▶ [WORK REQUEST]: Write out the whole listing again, exactly.

▶ [DATA RECORDS]:
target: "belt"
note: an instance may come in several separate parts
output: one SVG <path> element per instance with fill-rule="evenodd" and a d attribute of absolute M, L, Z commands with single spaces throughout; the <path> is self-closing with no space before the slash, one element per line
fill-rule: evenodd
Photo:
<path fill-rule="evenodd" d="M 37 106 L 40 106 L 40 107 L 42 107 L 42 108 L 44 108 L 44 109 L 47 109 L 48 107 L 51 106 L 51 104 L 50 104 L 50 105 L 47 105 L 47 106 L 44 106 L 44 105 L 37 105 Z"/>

▶ [COMPLETED EXERCISE]:
target: "belt"
note: an instance may come in several separate parts
output: one SVG <path> element per instance with fill-rule="evenodd" and a d attribute of absolute M, L, Z commands with single spaces throughout; the <path> is self-closing with no space before the slash, one element per line
fill-rule: evenodd
Photo:
<path fill-rule="evenodd" d="M 37 106 L 40 106 L 40 107 L 42 107 L 42 108 L 44 108 L 44 109 L 47 109 L 48 107 L 51 106 L 51 104 L 50 104 L 50 105 L 47 105 L 47 106 L 44 106 L 44 105 L 37 105 Z"/>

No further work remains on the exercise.